[Records excerpted from a collection]
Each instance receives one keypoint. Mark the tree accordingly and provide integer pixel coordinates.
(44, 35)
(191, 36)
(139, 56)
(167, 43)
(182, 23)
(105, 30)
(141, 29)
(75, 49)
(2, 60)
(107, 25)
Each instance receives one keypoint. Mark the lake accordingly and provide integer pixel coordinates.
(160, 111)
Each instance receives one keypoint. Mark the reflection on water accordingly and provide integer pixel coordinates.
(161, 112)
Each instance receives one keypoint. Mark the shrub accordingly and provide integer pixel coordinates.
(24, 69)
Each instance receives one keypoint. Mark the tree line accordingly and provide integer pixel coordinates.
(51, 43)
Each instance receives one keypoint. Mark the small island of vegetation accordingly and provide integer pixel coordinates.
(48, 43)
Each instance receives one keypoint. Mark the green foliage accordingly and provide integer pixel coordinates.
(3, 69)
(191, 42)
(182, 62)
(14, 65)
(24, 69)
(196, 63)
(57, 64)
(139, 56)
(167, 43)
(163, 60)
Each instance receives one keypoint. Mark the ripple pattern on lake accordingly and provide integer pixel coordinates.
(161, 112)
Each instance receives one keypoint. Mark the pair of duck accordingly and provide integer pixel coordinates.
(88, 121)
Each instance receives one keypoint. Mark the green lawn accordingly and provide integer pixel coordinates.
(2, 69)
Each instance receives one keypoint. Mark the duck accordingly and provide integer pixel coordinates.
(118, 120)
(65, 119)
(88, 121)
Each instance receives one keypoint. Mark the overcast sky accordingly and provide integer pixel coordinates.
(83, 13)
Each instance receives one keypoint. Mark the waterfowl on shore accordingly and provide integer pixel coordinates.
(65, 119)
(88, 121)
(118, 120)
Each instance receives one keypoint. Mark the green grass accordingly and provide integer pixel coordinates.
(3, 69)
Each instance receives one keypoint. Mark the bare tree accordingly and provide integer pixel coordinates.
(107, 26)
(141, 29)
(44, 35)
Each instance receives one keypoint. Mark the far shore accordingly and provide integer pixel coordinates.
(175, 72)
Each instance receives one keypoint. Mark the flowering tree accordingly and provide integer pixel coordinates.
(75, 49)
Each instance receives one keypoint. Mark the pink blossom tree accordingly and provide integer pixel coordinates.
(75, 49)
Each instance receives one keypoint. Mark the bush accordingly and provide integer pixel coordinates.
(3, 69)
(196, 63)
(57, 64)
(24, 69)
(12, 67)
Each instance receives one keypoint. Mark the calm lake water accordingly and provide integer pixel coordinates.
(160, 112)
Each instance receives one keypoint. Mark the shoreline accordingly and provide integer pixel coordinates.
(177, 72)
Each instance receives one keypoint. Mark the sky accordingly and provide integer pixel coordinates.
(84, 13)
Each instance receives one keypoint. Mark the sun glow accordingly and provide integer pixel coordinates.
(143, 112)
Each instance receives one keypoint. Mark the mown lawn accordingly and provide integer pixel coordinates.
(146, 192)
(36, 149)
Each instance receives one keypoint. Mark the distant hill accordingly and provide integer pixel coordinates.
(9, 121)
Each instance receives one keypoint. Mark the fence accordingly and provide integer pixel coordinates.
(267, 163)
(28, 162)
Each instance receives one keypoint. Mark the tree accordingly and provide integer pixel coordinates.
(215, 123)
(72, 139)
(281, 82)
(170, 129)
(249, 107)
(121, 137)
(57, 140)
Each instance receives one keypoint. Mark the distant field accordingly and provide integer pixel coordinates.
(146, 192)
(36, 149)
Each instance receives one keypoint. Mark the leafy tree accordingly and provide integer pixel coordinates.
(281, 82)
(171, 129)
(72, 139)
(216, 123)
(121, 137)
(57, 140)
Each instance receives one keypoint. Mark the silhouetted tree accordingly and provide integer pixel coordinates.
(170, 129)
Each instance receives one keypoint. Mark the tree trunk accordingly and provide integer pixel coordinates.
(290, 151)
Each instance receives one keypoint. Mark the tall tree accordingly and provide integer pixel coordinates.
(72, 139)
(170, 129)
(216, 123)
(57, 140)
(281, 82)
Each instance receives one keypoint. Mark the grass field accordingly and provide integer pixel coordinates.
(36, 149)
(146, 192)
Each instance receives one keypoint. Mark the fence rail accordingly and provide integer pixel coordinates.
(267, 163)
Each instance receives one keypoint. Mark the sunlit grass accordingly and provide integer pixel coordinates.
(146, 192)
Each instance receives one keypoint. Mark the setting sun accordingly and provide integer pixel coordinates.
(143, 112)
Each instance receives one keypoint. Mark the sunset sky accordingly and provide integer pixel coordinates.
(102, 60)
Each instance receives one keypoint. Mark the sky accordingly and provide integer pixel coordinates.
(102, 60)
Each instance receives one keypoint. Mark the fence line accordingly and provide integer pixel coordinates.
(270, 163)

→ What is needed:
The answer should be all the entries, restated with no word changed.

→ Response box:
Each instance receives one keypoint. Mark the tree accordingly and provide integer pixel coordinates.
(44, 35)
(191, 36)
(139, 56)
(167, 43)
(182, 23)
(105, 30)
(141, 29)
(75, 49)
(2, 60)
(107, 25)
Each instance receives one keypoint. Mark the lake accordingly and provide integer pixel coordinates.
(160, 111)
Each instance receives one keypoint. Mark the reflection on water accordingly and provide integer pixel coordinates.
(161, 112)
Each instance receives one keypoint. Mark the shrub accordingly and provide integer pixel coordinates.
(24, 69)
Each instance receives one keypoint. Mark the tree line accordingly and provide integer pixel coordinates.
(51, 43)
Each instance receives one keypoint. Mark the small island of vegetation accordingly and provide integer pixel coordinates.
(48, 43)
Each instance receives one keypoint. Mark the green foliage accordingly and provide integer pixel coordinates.
(3, 69)
(191, 42)
(182, 62)
(14, 65)
(24, 69)
(196, 63)
(57, 64)
(139, 56)
(167, 43)
(163, 60)
Each instance receives one keypoint. Mark the ripple pattern on lake accordingly and provide integer pixel coordinates.
(161, 112)
Each instance receives one keypoint. Mark the pair of duck accordingly and provide integer pixel coordinates.
(88, 121)
Each instance receives one keypoint. Mark the green lawn accordingly and provide integer pixel coordinates.
(2, 69)
Each instance receives one keypoint. Mark the duck accordingly and provide integer pixel coordinates.
(118, 120)
(65, 119)
(88, 121)
Each instance receives one keypoint. Mark the overcast sky accordingly and provide integer pixel coordinates.
(83, 13)
Each instance receives one keypoint. Mark the waterfowl on shore accordingly and provide integer pixel coordinates.
(65, 119)
(88, 121)
(118, 120)
Each instance receives one keypoint. Mark the green grass accordingly and provide integer pixel coordinates.
(3, 69)
Each instance receives one keypoint. Mark the bare tree accordingly and provide integer pixel coordinates.
(107, 26)
(141, 29)
(44, 35)
Each instance receives one keypoint. Mark the far shore accordingly and provide integer pixel coordinates.
(175, 72)
Each instance receives one keypoint. Mark the flowering tree accordingly and provide integer pixel coordinates.
(75, 49)
Each instance receives one keypoint. Mark the pink blossom tree accordingly and provide integer pixel coordinates.
(75, 49)
Each instance receives one keypoint. Mark the bush accordingly and provide integer pixel coordinates.
(3, 69)
(196, 63)
(57, 64)
(24, 69)
(12, 67)
Each instance receives one keypoint. Mark the calm lake water accordingly and provide integer pixel coordinates.
(160, 112)
Each instance receives one keypoint. Mark the shoreline accordingly and provide integer pixel coordinates.
(177, 72)
Each instance receives one keypoint. Mark the sky accordingly and provide integer pixel coordinates.
(84, 13)
Each instance receives one keypoint. Mark the sun glow accordingly and provide integer pixel coordinates.
(143, 112)
Each instance receives one keypoint. Mark the mown lawn accordingly and provide integer pixel coordinates.
(146, 192)
(36, 149)
Each instance receives one keypoint. Mark the distant hill accordingly and provide integer pixel coordinates.
(9, 121)
Each instance receives one keypoint. Mark the fence accordingly and provide integer pixel coordinates.
(267, 163)
(28, 162)
Each instance receives one keypoint. Mark the tree accordingly and provide integer pixel coordinates.
(215, 123)
(72, 139)
(281, 82)
(170, 129)
(249, 107)
(121, 137)
(57, 140)
Each instance receives one keypoint. Mark the distant field accordingly and provide integer pixel coordinates.
(146, 192)
(36, 149)
Each instance receives one keypoint. Mark the leafy tree accordingly and provide integer pixel coordinates.
(281, 82)
(171, 129)
(72, 139)
(216, 123)
(121, 137)
(57, 140)
Each instance receives one keypoint. Mark the silhouetted tree accordingly and provide integer pixel coordinates.
(170, 129)
Each instance receives one keypoint. Mark the tree trunk accordingly and provide integer pixel coordinates.
(290, 151)
Each instance receives one keypoint. Mark the tall tree accordingly and provide integer pixel coordinates.
(72, 139)
(170, 129)
(216, 123)
(57, 140)
(281, 82)
Each instance receives one keypoint. Mark the grass field accordingly and provide integer pixel coordinates.
(36, 149)
(146, 192)
Each instance receives one keypoint. Mark the fence rail accordingly and provide integer pixel coordinates.
(267, 163)
Each instance receives one keypoint. Mark the sunlit grass accordingly and provide integer pixel coordinates.
(146, 192)
Each instance receives one keypoint. Mark the setting sun accordingly and provide integer pixel coordinates.
(143, 112)
Each instance receives one keypoint. Mark the sunset sky accordingly and provide integer pixel coordinates.
(102, 60)
Each instance receives one keypoint. Mark the sky accordingly and provide integer pixel coordinates.
(102, 60)
Each instance receives one keypoint. Mark the fence line accordingly and provide integer pixel coordinates.
(270, 163)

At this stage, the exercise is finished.